* TASK DESCRIPTION *
Edit the items starting at the beginning and ending at the line that contains "box: [285, 245, 390, 342]", replacing "exact" with "precise" and leaving everything else unchanged. Give back only those lines, without the pictures.

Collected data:
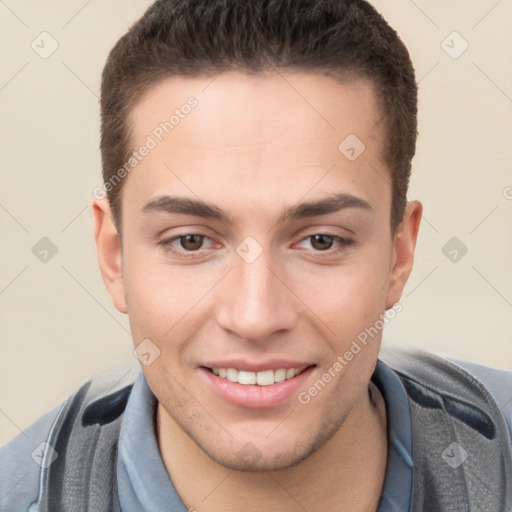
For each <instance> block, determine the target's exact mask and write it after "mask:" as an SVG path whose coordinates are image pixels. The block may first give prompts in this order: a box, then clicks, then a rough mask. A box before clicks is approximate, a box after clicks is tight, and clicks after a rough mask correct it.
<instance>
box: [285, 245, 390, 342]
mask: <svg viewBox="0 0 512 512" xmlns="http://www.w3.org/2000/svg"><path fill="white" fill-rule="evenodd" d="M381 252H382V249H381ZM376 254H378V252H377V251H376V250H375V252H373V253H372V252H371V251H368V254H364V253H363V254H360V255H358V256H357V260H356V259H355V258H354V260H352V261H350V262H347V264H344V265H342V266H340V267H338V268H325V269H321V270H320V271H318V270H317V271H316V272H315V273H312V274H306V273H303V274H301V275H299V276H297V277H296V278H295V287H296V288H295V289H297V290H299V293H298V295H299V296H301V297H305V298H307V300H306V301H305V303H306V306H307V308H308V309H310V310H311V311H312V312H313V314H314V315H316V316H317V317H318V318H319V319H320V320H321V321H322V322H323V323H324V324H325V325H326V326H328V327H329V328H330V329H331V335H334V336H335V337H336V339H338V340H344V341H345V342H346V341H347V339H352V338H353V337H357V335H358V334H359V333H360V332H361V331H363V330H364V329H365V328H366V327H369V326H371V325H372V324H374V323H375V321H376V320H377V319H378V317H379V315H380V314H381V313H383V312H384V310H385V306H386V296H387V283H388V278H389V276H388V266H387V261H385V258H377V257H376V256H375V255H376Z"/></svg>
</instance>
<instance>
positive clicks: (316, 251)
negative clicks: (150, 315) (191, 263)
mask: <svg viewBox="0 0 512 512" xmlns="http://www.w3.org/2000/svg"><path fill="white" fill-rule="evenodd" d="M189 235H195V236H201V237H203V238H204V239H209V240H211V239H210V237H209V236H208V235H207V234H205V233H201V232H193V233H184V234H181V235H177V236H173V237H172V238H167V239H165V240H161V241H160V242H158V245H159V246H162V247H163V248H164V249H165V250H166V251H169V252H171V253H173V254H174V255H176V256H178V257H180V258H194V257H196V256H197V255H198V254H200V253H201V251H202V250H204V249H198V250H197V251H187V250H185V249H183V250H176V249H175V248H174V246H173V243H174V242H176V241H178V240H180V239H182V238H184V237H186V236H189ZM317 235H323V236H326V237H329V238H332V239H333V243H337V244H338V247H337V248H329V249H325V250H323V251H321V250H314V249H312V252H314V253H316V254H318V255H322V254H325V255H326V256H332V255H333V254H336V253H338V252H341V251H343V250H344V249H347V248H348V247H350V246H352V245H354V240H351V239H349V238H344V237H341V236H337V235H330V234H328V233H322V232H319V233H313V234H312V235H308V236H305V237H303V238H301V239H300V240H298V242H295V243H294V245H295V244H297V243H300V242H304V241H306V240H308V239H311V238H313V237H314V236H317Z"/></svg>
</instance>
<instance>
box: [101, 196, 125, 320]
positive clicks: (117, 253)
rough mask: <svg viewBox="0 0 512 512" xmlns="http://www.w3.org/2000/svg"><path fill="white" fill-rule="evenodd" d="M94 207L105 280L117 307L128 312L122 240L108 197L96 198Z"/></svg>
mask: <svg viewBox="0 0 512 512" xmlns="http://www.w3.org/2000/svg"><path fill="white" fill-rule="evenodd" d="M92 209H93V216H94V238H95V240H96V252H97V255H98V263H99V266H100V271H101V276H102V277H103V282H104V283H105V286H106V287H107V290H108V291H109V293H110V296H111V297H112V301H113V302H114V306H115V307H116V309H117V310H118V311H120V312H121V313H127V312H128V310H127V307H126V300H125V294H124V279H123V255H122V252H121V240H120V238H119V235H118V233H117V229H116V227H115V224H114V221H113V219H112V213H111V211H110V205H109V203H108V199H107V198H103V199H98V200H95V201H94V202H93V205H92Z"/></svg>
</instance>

* SOLUTION TO THIS PROBLEM *
For each <instance> block, determine the target's precise mask and write it after "mask:" as an SVG path whose coordinates are image pixels. The block may first give prompts in this order: a box, then clicks, then a rough mask. A box before clicks is approximate, a box after clicks is tight, and clicks after a rough mask correct it.
<instance>
box: [285, 245, 390, 342]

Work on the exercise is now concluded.